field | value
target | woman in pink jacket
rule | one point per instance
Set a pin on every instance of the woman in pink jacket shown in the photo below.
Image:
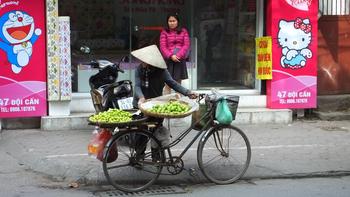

PROBLEM REQUIREMENTS: Copy every line of the items above word for word, leaving out the pictures.

TASK ANSWER:
field | value
target | woman in pink jacket
rule | one point per instance
Set a pin on every instance of the woman in pink jacket shown in the photo below.
Image:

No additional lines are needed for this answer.